## RECORDS PROVIDED
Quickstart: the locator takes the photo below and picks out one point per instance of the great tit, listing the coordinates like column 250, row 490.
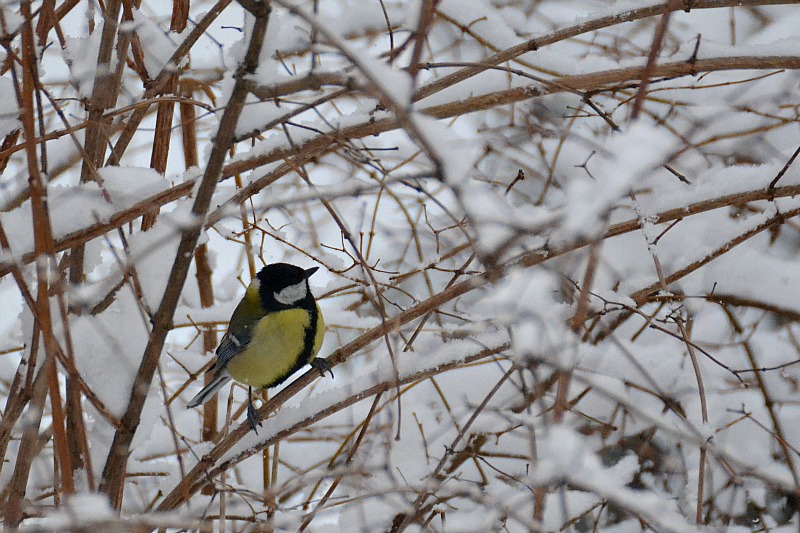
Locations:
column 274, row 331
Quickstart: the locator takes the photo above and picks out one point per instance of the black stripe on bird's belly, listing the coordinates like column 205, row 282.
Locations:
column 308, row 344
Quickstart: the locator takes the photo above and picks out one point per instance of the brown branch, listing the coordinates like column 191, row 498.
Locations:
column 567, row 33
column 114, row 470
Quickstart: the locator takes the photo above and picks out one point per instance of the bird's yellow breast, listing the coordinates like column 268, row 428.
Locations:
column 277, row 344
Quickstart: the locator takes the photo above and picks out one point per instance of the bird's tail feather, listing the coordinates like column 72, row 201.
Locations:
column 209, row 390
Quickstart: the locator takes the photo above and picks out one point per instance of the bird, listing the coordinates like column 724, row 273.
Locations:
column 274, row 331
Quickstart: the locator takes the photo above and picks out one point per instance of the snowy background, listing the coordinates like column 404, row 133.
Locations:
column 558, row 244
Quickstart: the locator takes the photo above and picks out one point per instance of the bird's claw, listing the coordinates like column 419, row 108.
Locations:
column 322, row 366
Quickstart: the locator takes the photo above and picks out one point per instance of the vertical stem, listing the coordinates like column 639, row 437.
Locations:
column 114, row 470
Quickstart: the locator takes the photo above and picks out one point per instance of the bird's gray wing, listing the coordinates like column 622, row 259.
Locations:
column 231, row 346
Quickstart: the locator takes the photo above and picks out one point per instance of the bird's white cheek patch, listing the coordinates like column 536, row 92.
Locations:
column 292, row 293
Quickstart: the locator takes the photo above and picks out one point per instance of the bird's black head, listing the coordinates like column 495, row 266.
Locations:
column 283, row 285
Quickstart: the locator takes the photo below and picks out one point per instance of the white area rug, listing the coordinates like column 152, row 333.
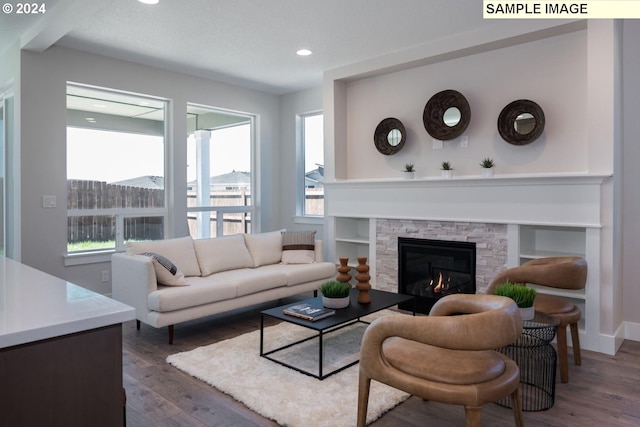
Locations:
column 284, row 395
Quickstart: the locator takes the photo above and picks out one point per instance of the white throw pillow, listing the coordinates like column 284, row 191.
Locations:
column 265, row 248
column 167, row 273
column 179, row 250
column 298, row 247
column 222, row 254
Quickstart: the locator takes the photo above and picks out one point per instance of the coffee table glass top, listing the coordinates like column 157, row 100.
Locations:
column 343, row 318
column 379, row 301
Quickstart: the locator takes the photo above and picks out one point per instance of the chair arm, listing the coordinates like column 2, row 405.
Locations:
column 464, row 332
column 554, row 272
column 498, row 325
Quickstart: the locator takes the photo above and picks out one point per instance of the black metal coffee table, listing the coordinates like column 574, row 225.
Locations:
column 344, row 317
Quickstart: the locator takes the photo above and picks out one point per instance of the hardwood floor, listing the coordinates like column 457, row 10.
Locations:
column 603, row 392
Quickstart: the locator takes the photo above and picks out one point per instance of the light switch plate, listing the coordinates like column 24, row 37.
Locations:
column 48, row 201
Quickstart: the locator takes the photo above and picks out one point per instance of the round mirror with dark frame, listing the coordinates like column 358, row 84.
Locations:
column 390, row 136
column 521, row 122
column 446, row 115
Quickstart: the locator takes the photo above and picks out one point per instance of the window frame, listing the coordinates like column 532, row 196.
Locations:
column 302, row 215
column 119, row 214
column 221, row 211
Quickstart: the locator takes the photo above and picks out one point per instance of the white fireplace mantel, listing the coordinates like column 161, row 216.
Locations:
column 553, row 199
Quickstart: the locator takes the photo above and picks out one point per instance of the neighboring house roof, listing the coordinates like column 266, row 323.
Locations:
column 315, row 178
column 233, row 177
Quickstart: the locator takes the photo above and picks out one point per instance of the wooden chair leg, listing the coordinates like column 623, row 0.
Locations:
column 516, row 402
column 170, row 334
column 364, row 385
column 563, row 359
column 473, row 415
column 575, row 342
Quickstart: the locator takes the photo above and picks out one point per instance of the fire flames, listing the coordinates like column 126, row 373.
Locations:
column 441, row 285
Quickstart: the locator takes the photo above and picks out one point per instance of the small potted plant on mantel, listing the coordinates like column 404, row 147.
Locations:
column 487, row 167
column 522, row 295
column 447, row 170
column 409, row 171
column 335, row 294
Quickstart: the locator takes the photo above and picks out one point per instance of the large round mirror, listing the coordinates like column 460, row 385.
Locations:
column 446, row 115
column 389, row 136
column 521, row 122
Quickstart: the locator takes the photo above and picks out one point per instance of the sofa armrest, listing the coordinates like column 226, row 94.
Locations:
column 133, row 278
column 318, row 250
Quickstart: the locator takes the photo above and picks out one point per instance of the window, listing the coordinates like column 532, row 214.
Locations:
column 115, row 169
column 219, row 178
column 312, row 148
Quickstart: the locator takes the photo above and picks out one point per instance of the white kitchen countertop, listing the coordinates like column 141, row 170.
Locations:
column 35, row 306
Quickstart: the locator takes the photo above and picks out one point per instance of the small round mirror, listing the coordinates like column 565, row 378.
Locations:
column 521, row 122
column 394, row 137
column 524, row 123
column 452, row 117
column 446, row 115
column 389, row 136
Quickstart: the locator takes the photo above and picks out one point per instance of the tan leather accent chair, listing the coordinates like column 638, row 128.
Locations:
column 448, row 356
column 559, row 273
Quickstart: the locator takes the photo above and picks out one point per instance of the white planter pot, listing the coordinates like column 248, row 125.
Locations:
column 527, row 313
column 336, row 302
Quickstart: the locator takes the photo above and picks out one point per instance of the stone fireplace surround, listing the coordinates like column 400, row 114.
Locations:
column 490, row 240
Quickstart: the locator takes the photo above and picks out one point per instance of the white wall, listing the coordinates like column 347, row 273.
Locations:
column 43, row 104
column 629, row 157
column 551, row 72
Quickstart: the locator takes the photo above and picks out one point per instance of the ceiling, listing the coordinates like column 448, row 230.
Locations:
column 251, row 43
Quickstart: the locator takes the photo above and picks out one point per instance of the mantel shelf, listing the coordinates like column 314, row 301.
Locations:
column 470, row 180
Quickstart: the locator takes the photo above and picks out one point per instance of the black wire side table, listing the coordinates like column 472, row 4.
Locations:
column 536, row 358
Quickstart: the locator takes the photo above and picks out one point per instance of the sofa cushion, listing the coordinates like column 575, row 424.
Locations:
column 179, row 250
column 222, row 254
column 265, row 248
column 167, row 273
column 297, row 274
column 250, row 281
column 201, row 290
column 298, row 247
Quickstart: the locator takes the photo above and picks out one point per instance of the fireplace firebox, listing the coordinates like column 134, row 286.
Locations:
column 430, row 269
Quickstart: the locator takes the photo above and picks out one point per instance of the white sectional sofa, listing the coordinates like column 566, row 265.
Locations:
column 182, row 279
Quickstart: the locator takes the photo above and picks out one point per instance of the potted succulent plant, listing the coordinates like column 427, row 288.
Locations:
column 335, row 294
column 487, row 166
column 522, row 295
column 447, row 170
column 409, row 171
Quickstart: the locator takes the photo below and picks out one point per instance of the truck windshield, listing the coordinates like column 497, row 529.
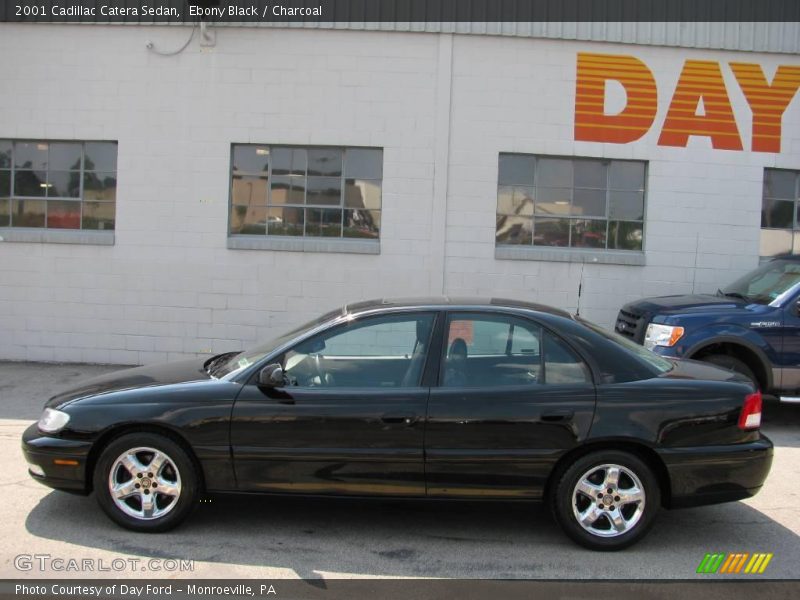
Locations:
column 766, row 283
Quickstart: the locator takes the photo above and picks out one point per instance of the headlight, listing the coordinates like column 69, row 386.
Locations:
column 661, row 335
column 53, row 420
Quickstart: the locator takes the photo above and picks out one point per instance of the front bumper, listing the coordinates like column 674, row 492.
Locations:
column 715, row 474
column 62, row 461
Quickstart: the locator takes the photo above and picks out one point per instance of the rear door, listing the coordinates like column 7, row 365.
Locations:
column 512, row 398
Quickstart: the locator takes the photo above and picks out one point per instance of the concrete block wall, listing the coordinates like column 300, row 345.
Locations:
column 703, row 206
column 441, row 106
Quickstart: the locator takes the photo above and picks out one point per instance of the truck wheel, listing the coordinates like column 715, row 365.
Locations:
column 731, row 364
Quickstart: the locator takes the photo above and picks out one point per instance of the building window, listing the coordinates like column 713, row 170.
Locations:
column 304, row 191
column 570, row 202
column 58, row 184
column 780, row 225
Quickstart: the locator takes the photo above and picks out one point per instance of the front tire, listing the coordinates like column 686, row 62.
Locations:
column 606, row 500
column 146, row 482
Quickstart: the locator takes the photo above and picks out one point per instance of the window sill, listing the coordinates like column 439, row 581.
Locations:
column 298, row 244
column 577, row 255
column 57, row 236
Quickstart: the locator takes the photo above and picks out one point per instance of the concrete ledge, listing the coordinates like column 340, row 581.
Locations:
column 580, row 255
column 299, row 244
column 57, row 236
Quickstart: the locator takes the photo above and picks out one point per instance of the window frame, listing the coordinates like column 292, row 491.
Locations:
column 794, row 230
column 304, row 242
column 587, row 363
column 46, row 233
column 532, row 250
column 433, row 335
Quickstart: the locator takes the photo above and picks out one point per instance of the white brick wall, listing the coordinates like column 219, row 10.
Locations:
column 441, row 106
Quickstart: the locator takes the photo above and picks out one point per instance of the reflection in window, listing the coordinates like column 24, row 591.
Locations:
column 58, row 184
column 780, row 226
column 320, row 192
column 570, row 202
column 376, row 352
column 500, row 350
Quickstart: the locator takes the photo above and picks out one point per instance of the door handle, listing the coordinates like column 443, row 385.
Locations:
column 399, row 419
column 554, row 416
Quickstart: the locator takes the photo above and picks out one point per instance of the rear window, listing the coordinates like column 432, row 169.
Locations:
column 622, row 360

## EXERCISE DESCRIPTION
Give the stretch from the line containing "460, row 385." through the line containing "column 318, row 250" as a two-column CSV with the columns quickstart and locations. Each Quickstart line gets one row holding its text and the coordinates listed under it, with each value in a single quoted field and line breaks turned into spaces.

## TASK SOLUTION
quickstart,locations
"Quickstart: the locator takes the photo above and picks out one point per instance of the large round mirror, listing the coordinates like column 460, row 385. Locations:","column 446, row 115 column 389, row 136 column 521, row 122"
"Quickstart: the locator takes the photo above and picks out one point per instance of the sofa armrest, listing the coordinates like column 226, row 94. Locations:","column 133, row 278 column 318, row 250"